▶ _What you need to do_
Your task is to return all the entries below exactly, with every picture omitted.

▶ _Records to process_
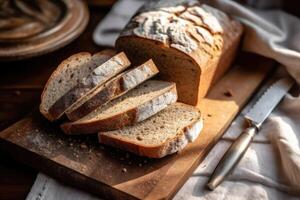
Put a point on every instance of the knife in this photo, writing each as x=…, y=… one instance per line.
x=255, y=118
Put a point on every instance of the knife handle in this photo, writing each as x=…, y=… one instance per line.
x=232, y=157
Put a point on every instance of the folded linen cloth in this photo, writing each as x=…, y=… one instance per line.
x=271, y=167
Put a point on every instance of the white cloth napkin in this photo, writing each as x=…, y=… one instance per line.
x=271, y=167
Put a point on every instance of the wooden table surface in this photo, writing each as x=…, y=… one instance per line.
x=21, y=84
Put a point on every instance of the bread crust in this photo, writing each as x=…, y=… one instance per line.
x=79, y=90
x=207, y=62
x=113, y=89
x=56, y=72
x=127, y=118
x=153, y=151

▶ _Answer box_
Put a point on every instance of the knife in this photo, writing each as x=…, y=… one instance per line.
x=255, y=118
Put a point on every instance of the knife handle in this photo, writing each as x=…, y=… one instance per line.
x=232, y=157
Put a point on every instance of the folded linen cloth in this photo, writing each as x=…, y=… one instance per line.
x=271, y=167
Put a point on every instance of the white cloth napkin in this photo, writing each as x=…, y=… one instance per line.
x=271, y=167
Put a point on every instance of the wooden table surface in this photo, writing each as x=…, y=… one instance per line.
x=21, y=84
Put a point on every instance of the bread crust in this photo, writing each as x=…, y=… one instance per line.
x=79, y=90
x=207, y=62
x=113, y=89
x=56, y=72
x=127, y=118
x=153, y=151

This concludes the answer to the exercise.